### Goal of the exercise
Leave out each picture. Repeat everything else in the records exactly.

** Opening Records provided block **

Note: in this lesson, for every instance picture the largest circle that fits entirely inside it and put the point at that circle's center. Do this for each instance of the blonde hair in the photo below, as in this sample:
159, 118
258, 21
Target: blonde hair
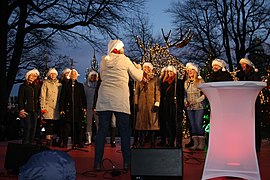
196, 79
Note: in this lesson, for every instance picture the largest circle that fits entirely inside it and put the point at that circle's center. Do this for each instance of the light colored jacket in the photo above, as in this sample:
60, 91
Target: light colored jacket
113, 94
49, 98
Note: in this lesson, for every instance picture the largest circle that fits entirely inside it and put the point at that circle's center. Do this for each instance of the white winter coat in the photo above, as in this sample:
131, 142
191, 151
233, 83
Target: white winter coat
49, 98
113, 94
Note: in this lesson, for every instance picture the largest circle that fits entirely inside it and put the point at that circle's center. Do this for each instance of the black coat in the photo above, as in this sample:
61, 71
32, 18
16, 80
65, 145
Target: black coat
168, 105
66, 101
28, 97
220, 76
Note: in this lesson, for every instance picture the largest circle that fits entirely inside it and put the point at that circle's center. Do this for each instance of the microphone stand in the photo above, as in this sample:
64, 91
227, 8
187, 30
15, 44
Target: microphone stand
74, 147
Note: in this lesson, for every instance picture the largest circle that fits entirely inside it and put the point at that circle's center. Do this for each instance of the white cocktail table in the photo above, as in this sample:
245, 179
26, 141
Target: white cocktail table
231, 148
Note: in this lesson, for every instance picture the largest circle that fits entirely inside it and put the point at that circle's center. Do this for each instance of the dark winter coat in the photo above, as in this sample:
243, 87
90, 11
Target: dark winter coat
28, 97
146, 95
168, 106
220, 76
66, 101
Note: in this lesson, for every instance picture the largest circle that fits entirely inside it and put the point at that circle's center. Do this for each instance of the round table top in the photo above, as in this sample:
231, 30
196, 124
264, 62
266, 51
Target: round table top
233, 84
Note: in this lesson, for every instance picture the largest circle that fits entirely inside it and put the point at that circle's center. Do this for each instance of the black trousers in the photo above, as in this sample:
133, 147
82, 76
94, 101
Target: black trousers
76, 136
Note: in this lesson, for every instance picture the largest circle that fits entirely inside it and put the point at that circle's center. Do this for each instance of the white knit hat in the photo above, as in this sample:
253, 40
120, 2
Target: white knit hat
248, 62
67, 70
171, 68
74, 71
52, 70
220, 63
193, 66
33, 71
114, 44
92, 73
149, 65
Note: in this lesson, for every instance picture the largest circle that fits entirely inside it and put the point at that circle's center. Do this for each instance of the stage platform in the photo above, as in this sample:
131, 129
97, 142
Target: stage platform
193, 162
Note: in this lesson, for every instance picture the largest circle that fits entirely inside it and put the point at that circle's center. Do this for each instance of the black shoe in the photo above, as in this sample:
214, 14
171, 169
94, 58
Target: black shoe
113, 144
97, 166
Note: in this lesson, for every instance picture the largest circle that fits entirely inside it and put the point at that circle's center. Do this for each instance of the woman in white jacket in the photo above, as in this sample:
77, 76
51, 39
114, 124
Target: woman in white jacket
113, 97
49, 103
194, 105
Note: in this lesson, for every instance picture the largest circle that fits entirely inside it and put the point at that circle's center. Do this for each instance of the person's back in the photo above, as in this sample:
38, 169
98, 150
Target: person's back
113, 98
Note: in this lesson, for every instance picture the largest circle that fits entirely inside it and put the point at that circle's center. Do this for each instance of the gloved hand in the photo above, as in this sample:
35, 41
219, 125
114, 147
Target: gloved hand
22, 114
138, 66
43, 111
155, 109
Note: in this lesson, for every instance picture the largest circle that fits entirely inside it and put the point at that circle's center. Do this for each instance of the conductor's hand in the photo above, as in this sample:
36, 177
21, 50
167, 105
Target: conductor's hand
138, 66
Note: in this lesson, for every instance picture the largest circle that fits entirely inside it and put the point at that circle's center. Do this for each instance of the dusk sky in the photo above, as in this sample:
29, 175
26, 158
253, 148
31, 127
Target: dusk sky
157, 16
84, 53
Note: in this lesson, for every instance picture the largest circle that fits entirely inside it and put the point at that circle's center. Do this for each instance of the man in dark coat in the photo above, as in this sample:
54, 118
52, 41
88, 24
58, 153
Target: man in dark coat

** Closing Records provided block **

### Answer space
Note: in this lesson, for every instance picture the largest circle that fits entirely inside it and put the point at that circle's center. Do this for each instance of the blonde hair in the photo below, as in this sample:
159, 118
258, 21
Target: blonde hair
196, 79
Note: in this lesson, for every instance picture the largest circle that fits entirely inside it and put the point at that circle's center. Do this for each instance of the light colored jacket in the photo above, as in this sample:
60, 91
Target: light colored jacket
113, 94
49, 98
Note: in this lesson, for every instance picture the largest circle that fits entirely inside it and put the point at that circle's center. Do this for each instance of the white winter coat in the photo above, as in this sample:
131, 142
191, 151
233, 83
Target: white winter coat
49, 98
113, 94
Note: in this lesson, for every instance picture the largest circle that fits entirely inside it and put the point at that circle's center. Do this for each instance of the black coat in the photo above, as in this sample:
61, 71
32, 18
16, 80
65, 145
Target: black coat
168, 105
66, 101
28, 97
220, 76
Note: in this lesson, for every instance picture the largest circle that fits entirely inside it and put the point at that circle's center. Do this for each instance of the microphone stand in the photo above, as in this sample:
64, 91
227, 8
187, 30
15, 44
Target: microphone stand
74, 147
Note: in this lesson, for every instance picture the largest circle that fits entirely inside it and put the point at that circle's center. Do this for each instance of the white cocktail table in the photo above, as in this sample:
245, 179
26, 141
Target: white cocktail table
231, 148
Note: in this lesson, for every instance picture the largest circle that fits entirely inside it and put the point at that circle's center. Do this for each instance of the dark winter coat in the photo above, as in this sample:
243, 87
90, 11
Target: dark winter coat
28, 97
146, 95
168, 106
220, 76
66, 101
Note: in this lesson, for every instance picture the largest circle that fits entirely inside it and put the point at that circle's center. Do this for each instance of the round table top in the photo above, as in this sample:
231, 30
196, 124
264, 62
266, 51
Target: round table top
233, 84
Note: in this lesson, for every instance picture the largest circle that fits entirely inside it and put the point at that circle's center. Do this for each instance of the black trousers in the photo above, as in this sample:
133, 147
82, 76
94, 101
Target: black trousers
76, 136
Note: in this lesson, for every instance picture the largest circle that fits entirely inside it and put the point at that circle's center. Do this for each instance of the white knit hat in the photo above, as in this sample:
253, 40
120, 2
Target: white knit hat
248, 62
67, 70
171, 68
74, 71
52, 70
220, 63
193, 66
33, 71
114, 44
92, 73
149, 65
Note: in this lesson, for every instance picture the largest circle that fits entirely inside it and put the point at that circle's center. Do this for each instance of the stage platform in the photo above, as in this sample:
131, 129
97, 142
Target: stage platform
193, 162
Note: in this lesson, for every instance picture the largest circle that fits entirely inside it and put the point at that circle's center. Do this for each instance of the black shoe in the photo above, as in this sample:
214, 14
171, 169
94, 58
Target: black shoe
113, 144
97, 166
Note: in this lesson, for every instance picture the largest circle that fits entirely inside it and put the point at that circle's center. Do this for each instance of the woman in white jacket in the photo above, as in this sample:
77, 76
51, 39
114, 124
Target: woman in white jacket
113, 97
49, 103
194, 105
Note: in this lesson, for every instance picture the largest circle that fits entirely inside it and put the point at that circle's center. Do this for each instance of the person's back in the photo above, as in this sample:
38, 169
98, 150
Target: person's back
113, 98
Note: in this lesson, for every instance picture the largest circle that fits entirely inside it and put the point at that circle's center. Do this for each instance of the gloved hand in the photo above, as in this sample:
35, 41
219, 125
114, 147
Target: gloved hand
22, 114
138, 66
43, 111
155, 109
Note: in this lesson, for every instance picture the largest circle that fits entirely inside it and put the point at that circle's center. Do this for each instance of the conductor's hand in the photo above, as in this sample:
36, 177
21, 50
167, 105
Target: conductor's hand
138, 66
Note: in this lesson, for every instance picture the largest circle that fits entirely inside it and put the point at that circle's center. Do this for each instance of the dusk sky in the photo above, as in this sample:
29, 175
26, 158
253, 148
31, 127
Target: dusk sky
157, 16
84, 53
Note: in this lesson, for every instance picture the largest circle that fits entirely inside it and put the point at that circle's center. Do this for each instance of the man in dark coat in the photo above, as in this sample:
54, 118
52, 41
88, 24
58, 153
Target: man in dark coat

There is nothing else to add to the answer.